### [Excerpt to read]
Rakon VCTCXO frequency and temperature, moving average over 5 minutes
Measured with Racal-Dana 1992 and DS18B20

Looking around the internets, I found that all the cool cats are playing with OSC5A2B02 OCXOs, which are available on Aliexpress for very cheap. So I ordered some. At about 3€ a piece it didn't seem like a too big investment.

OSC5A2B02 testing

The OSC5A2B02 is much less sensitive to supply variations (+-2ppb for +-5% supply voltage), so just about any regulator suffices. What is important to note however is the control voltage sensitivity, which is about 1000 ppb per volt, or equivalently 1ppb per millivolt. For the initial tests, I simply grounded the control voltage to eliminate it's contribution.

OSC5A2B02 frequency (insulated in PE foam), moving average over 5 minutes
Measured with Racal-Dana 1992

The variation was much larger than the datasheet of the oscillator promised. This is when I realized, that I actually didn't have a clear idea of what the stability of my frequency counter was, and that I could just be seeing it's variation.

To get a better idea of the frequency counter variation, and thus the true stability of the OCXO, I connected a GPS PPS on the B channel of the frequency counter.

OSC5A2B02 frequency (top) and GPS PPS (bottom), moving average over 20 minutes
Measured with Racal-Dana 1992

Bingo! Turns out most of the variation observed in the OSC5A2B02 frequency is actually due to variation of my frequency counter! Who would have guessed that a 3€ Aliexpress OCXO today is so much better than an instrument worth thousands in the 1980s.

Normalizing the OCXO frequency with the PPS frequency (after heavy filtering), the OCXO appears to be within +-1ppb over a day as long as there is no control voltage variation.

Phase noise and jitter

The OCXO datasheet gives some spot values for the phase noise:

• -80 dBc @ 1 Hz
• -120 dBc @ 10 Hz
• -140 dBc @ 100 Hz
• -145 dBc @ 1 kHz
• -150 dBc @ 10 kHz

Integrating over this range gives ~0.3 mrad RMS of jitter, or about 4.8 ps.

Control voltage generation

As said earlier, the control voltage is about 1 ppb per millivolt over a range of 4 volts total. Using 16 bit discretization for the range leads to about 0.06 ppb resolution. To get a ballpark figure of how least significant bit transitions affect the phase noise, let's consider the case of modulating the 10 MHz carrier by +-0.03 ppb ( = +-0.3 mHz) at 1 Hz frequency (assume single tone sinusoidal modulation for simplicity). This is given by

\[ y(t) = \cos(2 \pi f_c t + A \sin(2 \pi f_m t)) \]

In which \( A = \frac{\Delta f}{f_m} = \frac{0.3 \text{mHz}}{1 \text{Hz}} = 3 \cdot 10^{-4} \).

### [Material provided]
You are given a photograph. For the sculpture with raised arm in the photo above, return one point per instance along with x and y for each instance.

### [What to work on]
(a) From the OCXO excerpt above, print the passage from "Looking around the" up to and including "too big investment.".
(b) Translate this sentence from the OCXO excerpt into Spanish: "To get a better idea of the frequency counter variation, and thus the true stability of the OCXO, I connected a GPS PPS on the B channel of the frequency counter."
(c) Answer these questions using the OCXO excerpt.
(i) About how much did each OSC5A2B02 cost?
(ii) What is the control voltage sensitivity of the OSC5A2B02?
(iii) How much jitter results from integrating the datasheet phase noise values?

### [Solved problems]
(a)
Looking around the internets, I found that all the cool cats are playing with OSC5A2B02 OCXOs, which are available on Aliexpress for very cheap. So I ordered some. At about 3€ a piece it didn't seem like a too big investment.

(b) Para tener una mejor idea de la variación del frecuencímetro, y por tanto de la verdadera estabilidad del OCXO, conecté un PPS de GPS al canal B del frecuencímetro.

(c)
(i) About 3€ a piece.
(ii) About 1000 ppb per volt, or 1 ppb per millivolt.
(iii) About 0.3 mrad RMS, or about 4.8 ps.